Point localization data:

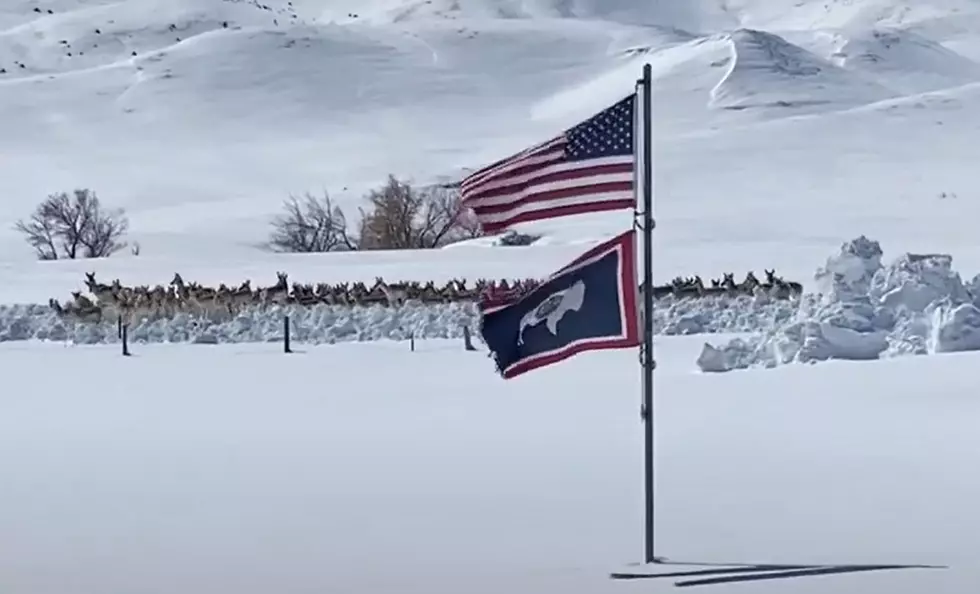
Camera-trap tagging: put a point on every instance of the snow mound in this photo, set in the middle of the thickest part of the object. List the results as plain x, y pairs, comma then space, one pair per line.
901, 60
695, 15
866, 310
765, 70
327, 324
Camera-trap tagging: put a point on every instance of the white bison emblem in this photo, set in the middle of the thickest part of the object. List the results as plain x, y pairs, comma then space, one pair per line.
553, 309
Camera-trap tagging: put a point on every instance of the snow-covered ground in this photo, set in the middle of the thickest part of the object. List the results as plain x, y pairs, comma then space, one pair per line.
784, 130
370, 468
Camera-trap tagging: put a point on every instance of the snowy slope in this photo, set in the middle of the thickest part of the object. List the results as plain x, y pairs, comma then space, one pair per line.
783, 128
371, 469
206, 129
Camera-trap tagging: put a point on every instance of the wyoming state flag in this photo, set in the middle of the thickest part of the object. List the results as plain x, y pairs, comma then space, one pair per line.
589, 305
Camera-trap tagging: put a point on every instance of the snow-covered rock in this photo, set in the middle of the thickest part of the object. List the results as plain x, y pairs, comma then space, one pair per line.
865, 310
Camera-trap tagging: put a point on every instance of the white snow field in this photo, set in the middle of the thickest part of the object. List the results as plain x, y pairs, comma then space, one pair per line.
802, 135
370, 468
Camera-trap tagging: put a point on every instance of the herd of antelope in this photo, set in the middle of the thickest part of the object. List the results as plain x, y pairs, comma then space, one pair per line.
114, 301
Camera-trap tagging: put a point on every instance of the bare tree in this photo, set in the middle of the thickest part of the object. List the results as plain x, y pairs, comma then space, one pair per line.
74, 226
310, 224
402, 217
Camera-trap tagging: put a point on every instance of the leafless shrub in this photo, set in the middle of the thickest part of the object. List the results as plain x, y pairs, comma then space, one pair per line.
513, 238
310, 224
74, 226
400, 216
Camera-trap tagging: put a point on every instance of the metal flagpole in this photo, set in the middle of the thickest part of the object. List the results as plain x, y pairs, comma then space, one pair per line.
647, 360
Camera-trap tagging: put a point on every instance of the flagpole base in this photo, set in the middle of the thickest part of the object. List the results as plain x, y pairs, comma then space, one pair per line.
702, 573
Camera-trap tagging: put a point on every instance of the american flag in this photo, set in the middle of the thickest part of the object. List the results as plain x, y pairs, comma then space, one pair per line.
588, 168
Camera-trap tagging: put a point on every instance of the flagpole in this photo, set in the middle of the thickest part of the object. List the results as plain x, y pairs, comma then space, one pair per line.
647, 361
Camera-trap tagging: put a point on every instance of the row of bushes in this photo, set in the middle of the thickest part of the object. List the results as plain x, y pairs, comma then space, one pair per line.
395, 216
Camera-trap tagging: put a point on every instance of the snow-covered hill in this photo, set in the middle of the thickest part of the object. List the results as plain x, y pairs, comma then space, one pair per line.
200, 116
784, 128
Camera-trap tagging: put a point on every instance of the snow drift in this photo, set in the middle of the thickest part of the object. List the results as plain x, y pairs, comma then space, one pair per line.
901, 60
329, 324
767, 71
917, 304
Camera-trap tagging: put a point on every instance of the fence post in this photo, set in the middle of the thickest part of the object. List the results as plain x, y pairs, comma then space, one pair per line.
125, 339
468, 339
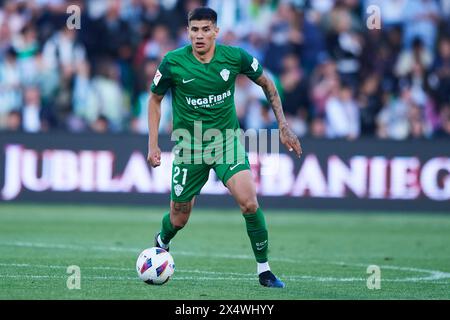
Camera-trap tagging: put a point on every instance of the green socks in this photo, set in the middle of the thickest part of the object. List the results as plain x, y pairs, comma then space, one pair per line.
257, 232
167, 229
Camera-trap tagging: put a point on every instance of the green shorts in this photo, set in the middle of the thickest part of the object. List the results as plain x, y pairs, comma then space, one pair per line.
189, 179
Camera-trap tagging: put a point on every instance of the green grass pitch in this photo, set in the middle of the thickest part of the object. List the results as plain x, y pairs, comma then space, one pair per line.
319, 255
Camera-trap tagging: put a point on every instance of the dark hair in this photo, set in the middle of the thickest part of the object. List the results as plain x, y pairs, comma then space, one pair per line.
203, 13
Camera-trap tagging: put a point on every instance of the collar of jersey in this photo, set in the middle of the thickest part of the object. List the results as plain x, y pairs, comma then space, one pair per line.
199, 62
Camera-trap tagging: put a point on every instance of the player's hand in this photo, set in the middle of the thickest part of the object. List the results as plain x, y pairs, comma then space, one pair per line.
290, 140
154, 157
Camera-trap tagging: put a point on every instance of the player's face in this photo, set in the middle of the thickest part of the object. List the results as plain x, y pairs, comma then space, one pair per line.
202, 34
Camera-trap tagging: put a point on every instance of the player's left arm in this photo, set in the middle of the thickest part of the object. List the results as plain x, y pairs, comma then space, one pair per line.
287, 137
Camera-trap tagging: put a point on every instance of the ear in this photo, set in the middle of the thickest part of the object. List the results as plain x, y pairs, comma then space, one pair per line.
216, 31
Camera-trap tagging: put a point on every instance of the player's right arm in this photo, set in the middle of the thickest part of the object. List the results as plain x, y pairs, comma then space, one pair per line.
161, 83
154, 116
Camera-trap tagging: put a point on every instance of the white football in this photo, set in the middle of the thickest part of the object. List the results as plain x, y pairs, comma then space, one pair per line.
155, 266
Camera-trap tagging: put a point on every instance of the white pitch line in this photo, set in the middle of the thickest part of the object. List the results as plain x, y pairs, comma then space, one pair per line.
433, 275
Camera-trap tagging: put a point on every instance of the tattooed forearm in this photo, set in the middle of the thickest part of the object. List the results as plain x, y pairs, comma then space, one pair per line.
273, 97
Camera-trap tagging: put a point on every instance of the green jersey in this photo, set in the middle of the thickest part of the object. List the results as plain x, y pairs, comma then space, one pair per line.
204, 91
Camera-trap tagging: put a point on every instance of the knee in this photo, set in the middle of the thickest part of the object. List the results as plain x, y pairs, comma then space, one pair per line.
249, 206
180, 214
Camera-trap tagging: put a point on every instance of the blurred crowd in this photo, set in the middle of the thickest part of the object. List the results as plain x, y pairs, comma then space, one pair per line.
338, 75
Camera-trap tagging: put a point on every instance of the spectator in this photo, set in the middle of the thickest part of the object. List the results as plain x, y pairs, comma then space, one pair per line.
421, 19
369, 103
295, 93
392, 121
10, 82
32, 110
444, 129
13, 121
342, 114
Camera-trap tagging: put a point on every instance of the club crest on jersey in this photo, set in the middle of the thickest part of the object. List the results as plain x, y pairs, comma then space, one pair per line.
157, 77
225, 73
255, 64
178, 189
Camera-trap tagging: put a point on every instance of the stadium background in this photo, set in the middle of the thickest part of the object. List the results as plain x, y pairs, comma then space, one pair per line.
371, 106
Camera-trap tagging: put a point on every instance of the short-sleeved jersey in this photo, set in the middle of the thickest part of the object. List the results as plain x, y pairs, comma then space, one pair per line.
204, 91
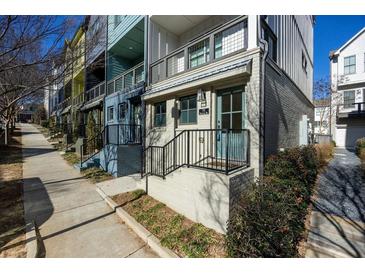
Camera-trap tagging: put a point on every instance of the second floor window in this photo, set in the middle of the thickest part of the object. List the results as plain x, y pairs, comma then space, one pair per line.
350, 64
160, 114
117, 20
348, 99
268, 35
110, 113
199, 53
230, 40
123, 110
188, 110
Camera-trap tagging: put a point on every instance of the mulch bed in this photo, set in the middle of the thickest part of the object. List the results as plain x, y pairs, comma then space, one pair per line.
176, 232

**TASK BRIEF:** Copy out the data above to the letter, and keep every picture out of it.

**YOUR RESPONSE:**
Camera-trap tagging: put a point on every instance of the snow mound in this photo, set in the middle of the thickest part of the object. List the results as plain x, y pairs, comma then space, one pair per line.
901, 60
695, 15
866, 310
765, 70
327, 324
Camera-trap tagging: put a point on every instance of the white bison emblem in this photo, set in the middle of the thickest part of the object. List the results as plain x, y pairs, comma then space, one pair per line.
553, 309
Camera-trap tagging: put a point on every instance of the snow-covered ground in this photo, set in the middle of the thickest part of the object. List the results as plain x, y pairs, comma then space, one pair per line.
784, 130
370, 468
Camera-trap tagging: put a point on every instance of the snowy slope in this photo, set in the middle of the thickest part of the object. List the results as plain x, y pairs, comma then space, one pair per line.
783, 128
371, 469
206, 129
Camera-trap tagging: put a point on every instance of the wyoming state flag in this photo, set in the middle of the thickest part of the object. List the results as plain x, y pairs, comma then space, one pair per line.
589, 305
Camera-trap tagging: put a point on every instance of the snow-covered rock in this photo, set in the middle of the thickest part of the object. List the results as plain x, y pairs, comma then space, one pair per line.
865, 310
Camera-trap tagging: put a point on every instance of the white snow field in this photo, set in the middle of the thickest part of the object. List the results as plain x, y pairs, comma then space, one pair per line.
802, 135
370, 468
Camera-trap tagging: put a point on every instance of the herd of antelope in this photo, set in the middle of the thickest part of the object. List the results as plain x, y pairs, comma then space, one pair per line.
114, 301
Camera-trap tagging: put a point on every instance of the bare tree in this photo, set in the middle of the thickest part of the object. List the results as plain x, y pairs, comma then space, one pair per line.
74, 226
310, 224
402, 217
Camera-trap tagging: put a point on every instance of the leafless shrub in this photo, set in the middle of the thickest part of the object. List the results as plain x, y pairs, comma then space, one pair per line.
513, 238
310, 224
74, 226
400, 216
Camera-trap tagging: put a point on every instance of the metal flagpole in this photo, set in the middle of the thickest part of the object. List the results as plain x, y pairs, comma then space, one pair per line.
647, 360
Camera-trap tagging: put a point on every instance of the flagpole base in this photo, set in the middle of the thickest part of the object. List the results as plain x, y pairs, comma then space, one pair per line.
702, 573
Camera-trap tagging: put a point on every instance of the american flag in this photo, set in the middle of the thickest part of the object. List the results as plain x, y pairs, comma then space, one pair per line.
588, 168
Camera-trap tagging: put a point on every instance of the flagpole in this photo, set in the middle of the thickest part of the object. List the results as plain x, y pairs, comma then space, one pair per line.
647, 361
Camera-trap tagging: put a point on every instance of the row of bushes in this photo, set in the middle of the thickest part of the object. List the results as plain x, y pairs, comma then space, one pair per line.
395, 216
Camera-trap tagging: put a point on every instance of the snow-covered hill in this photo, set in the middle of the thickest part of the object. List the results as plain x, y pairs, comma then space, one pair per line.
200, 116
784, 128
Camera-trap tagging: put a point on every instance of the snow drift in this photo, set in the middle of the thickest part of the object. List the results as plain x, y pairs, comma then space, one pair per line.
901, 60
329, 324
767, 71
917, 304
Camera-trap tagging: put a point on every instance of the fence post in this photo, set in the middle of the thickest part of the object. List the results as plain x, y pairs, comma then space, one pair per line.
125, 339
468, 339
Camera-trap tagging: put a point on every instance of the green socks in this photo, set in the middle of the thickest part of the object. List the results as plain x, y pairs, comma then space, one pair per line.
257, 232
167, 229
Camera-trap tagging: put a point on every instance of the green shorts in this photo, set in the middle of the thickest part of the object. List the results as plain x, y pairs, comma then space, one pair per line.
189, 179
Camera-trap tagging: put a point on every instance of the green grass pitch in this photo, set in the middle of the thickest part of the object. List the results as plain x, y pairs, comma then space, one pair per line.
319, 255
Camera-trap tagging: put a point on every instance of the dark hair in this photo, set in the middle of the thickest part of the object. List the results as plain x, y pairs, comma then space, one pair per line.
203, 13
Camera-trap tagging: put a point on every instance of the collar of jersey in this photo, set in the middle of the thickest part of the object. List the results as plain x, y pairs, comma then space, one pair per line.
199, 62
Camera-trap tagging: put a point on every instance of the player's hand in this photo, set in the middle of the thickest part of the object. List the results as plain x, y pairs, comma then space, one pair per line.
290, 140
154, 157
Camera-trap tagging: put a point on every instance of the player's face in this photo, set in the middle of the thickest part of the object. List the results as plain x, y pairs, comma then space, one pair per line.
202, 34
Camera-trap tagging: put a point on every instance of the player's left arm in this photo, set in the middle of the thickest part of the object. List the results as plain x, y pairs, comma then space, one pair per line.
287, 137
Camera-trap tagging: put a point on every instance of the ear in this photo, set in the middle of the thickest part of the object. List the results as plain x, y pairs, comma then space, one pair per line.
216, 31
Camera-trap tagging: put a point on every instance of the player's right arm in this photo, set in the middle of the thickest part of the object. List the results as plain x, y pairs, comma then space, one pair per line.
161, 83
154, 116
Camera-trap tagging: put a point on every instance of the white football in this photo, set in the middle of the thickest part of the object. List the results as plain x, y pairs, comma then space, one pair per line.
155, 266
Camera-trap tagging: put a point on every instance of the white pitch line in this photo, set in the middle of the thickest part of the object. List the results as plain x, y pairs, comma then space, one pair per line.
433, 275
Camera-trap tagging: put a point on every instance of the tattooed forearm in this photo, set in the middle of the thickest part of the object. List the results as plain x, y pairs, comma then space, one pair per line.
273, 97
Camera-trap tagging: put a point on every instance of the green jersey in this photo, set in the middle of the thickest part of the object. List the results as plain x, y pairs, comma then space, one pair per line.
204, 91
Camera-trap tagging: put a point on every instance of the knee in this photo, set in the middle of the thickest part of the object. List the results as plain x, y pairs, comma then space, one pair per line.
249, 206
180, 214
Camera-trap tagging: put a point on every instance of the blurred crowd in this photo, set in the middle of the thickest part of the object. List the results as plain x, y pairs, comma then space, one pair per line.
338, 75
Camera-trap tagging: put a point on every instance of the spectator in this photo, set in the middle of the thickest part of the object. List the results as plain x, y pairs, comma then space, one pair per line.
421, 19
369, 103
295, 93
392, 121
10, 82
32, 110
444, 129
13, 121
342, 114
Camera-trap tagging: put a point on every instance of the club crest on jersey in this photo, set in the middle of the thickest part of the object. List the results as plain x, y pairs, comma then space, one pair per line.
157, 77
225, 73
255, 64
178, 189
Camera-trap tagging: put a point on every instance of the stadium background in this photo, set in the middle of the thickest part of the object. List the results as plain x, y pairs, comma then space, one pair per line.
371, 106
Camera-trap tagging: put a point on every instance of the short-sleeved jersey in this photo, set in the middle of the thickest part of the object. List the results as plain x, y pairs, comma then space, one pair per line.
204, 91
Camera-trap tagging: put a point on every instance of the second floor window in this photo, set in the middle of the thickest part of the object. List the results as plain x, y pairs, comma then space, one pair per line.
350, 64
160, 114
117, 20
348, 99
268, 35
110, 113
199, 53
230, 40
123, 110
188, 110
Camera-trap tagging: put a point on every instance of the mulch bed in this photo, set in the middle of the thickest part of the object. List the results as plain x, y pairs, comma then space, one pair per line.
176, 232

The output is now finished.